■ Instructions to follow:
Gather every line of the data below that contains the word "dense", and copy each of those lines in full.

+ + +

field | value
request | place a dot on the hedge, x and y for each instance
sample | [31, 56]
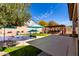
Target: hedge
[23, 51]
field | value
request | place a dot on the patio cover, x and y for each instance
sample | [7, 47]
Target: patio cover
[56, 45]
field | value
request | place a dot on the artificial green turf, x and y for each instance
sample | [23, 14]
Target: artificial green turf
[40, 34]
[23, 51]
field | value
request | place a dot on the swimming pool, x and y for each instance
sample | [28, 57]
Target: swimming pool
[14, 38]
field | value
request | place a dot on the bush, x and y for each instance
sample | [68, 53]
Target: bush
[25, 51]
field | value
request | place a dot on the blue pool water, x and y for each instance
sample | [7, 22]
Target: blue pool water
[14, 38]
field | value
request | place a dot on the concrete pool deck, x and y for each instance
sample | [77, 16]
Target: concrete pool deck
[56, 45]
[24, 42]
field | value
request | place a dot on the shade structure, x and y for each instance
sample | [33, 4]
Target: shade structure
[36, 26]
[33, 30]
[8, 26]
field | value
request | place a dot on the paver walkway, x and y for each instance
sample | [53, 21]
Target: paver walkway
[56, 45]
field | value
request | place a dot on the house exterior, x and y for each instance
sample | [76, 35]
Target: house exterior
[20, 29]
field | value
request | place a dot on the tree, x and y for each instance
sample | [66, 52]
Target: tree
[14, 14]
[52, 23]
[43, 23]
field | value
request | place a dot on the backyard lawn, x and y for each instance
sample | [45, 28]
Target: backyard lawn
[22, 51]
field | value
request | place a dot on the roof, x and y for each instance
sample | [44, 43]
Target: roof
[56, 26]
[32, 30]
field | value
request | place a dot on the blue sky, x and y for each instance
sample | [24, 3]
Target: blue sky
[57, 12]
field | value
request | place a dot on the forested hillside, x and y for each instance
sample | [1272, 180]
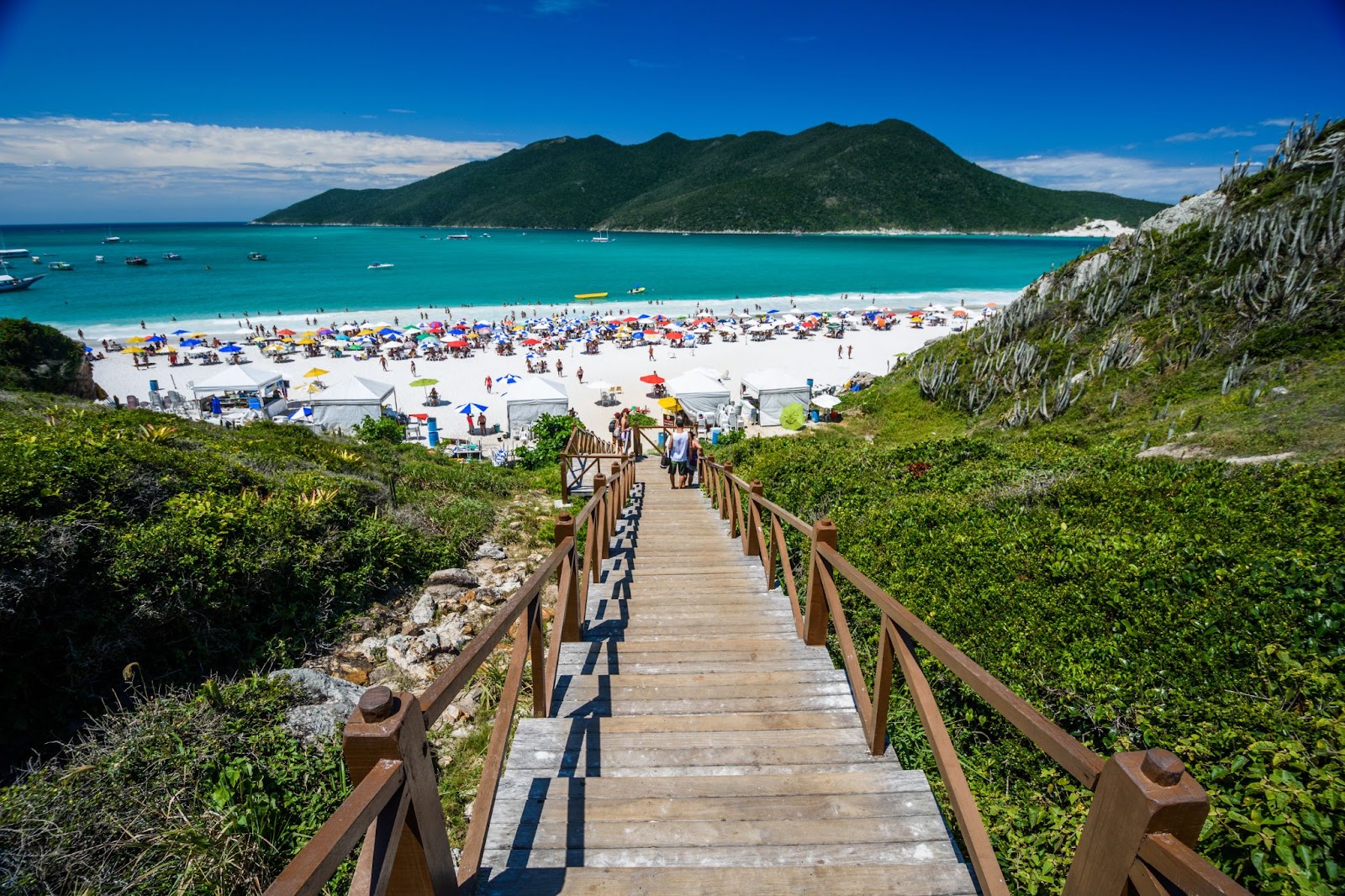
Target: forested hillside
[1125, 498]
[888, 175]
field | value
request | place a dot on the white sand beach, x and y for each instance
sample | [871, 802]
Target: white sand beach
[463, 380]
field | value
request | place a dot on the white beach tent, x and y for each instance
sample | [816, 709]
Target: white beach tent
[773, 389]
[240, 380]
[345, 403]
[531, 397]
[699, 392]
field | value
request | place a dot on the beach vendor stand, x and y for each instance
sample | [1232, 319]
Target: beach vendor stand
[245, 387]
[533, 397]
[773, 389]
[699, 393]
[347, 403]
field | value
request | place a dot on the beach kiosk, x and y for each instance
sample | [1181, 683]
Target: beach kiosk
[773, 389]
[531, 397]
[345, 403]
[249, 387]
[699, 393]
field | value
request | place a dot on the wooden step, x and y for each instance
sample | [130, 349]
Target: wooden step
[942, 878]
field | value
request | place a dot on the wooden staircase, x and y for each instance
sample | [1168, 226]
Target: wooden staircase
[697, 746]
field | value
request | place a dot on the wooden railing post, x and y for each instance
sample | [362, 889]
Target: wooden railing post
[388, 725]
[751, 537]
[568, 586]
[598, 525]
[815, 609]
[728, 490]
[618, 499]
[1138, 794]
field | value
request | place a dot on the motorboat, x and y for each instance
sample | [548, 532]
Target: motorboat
[8, 282]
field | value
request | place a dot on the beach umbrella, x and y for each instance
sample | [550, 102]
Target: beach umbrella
[424, 382]
[793, 416]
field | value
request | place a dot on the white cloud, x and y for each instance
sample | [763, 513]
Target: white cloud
[1122, 175]
[98, 161]
[1214, 134]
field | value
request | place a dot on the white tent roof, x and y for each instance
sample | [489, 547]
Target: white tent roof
[773, 380]
[356, 390]
[239, 378]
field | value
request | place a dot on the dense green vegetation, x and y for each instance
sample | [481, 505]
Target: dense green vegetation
[190, 793]
[888, 175]
[993, 486]
[188, 549]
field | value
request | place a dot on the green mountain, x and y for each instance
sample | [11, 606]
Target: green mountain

+ + +

■ Right answer:
request | place a dot on the dense green vegetation, x and y for each instance
Target: dense green vegetation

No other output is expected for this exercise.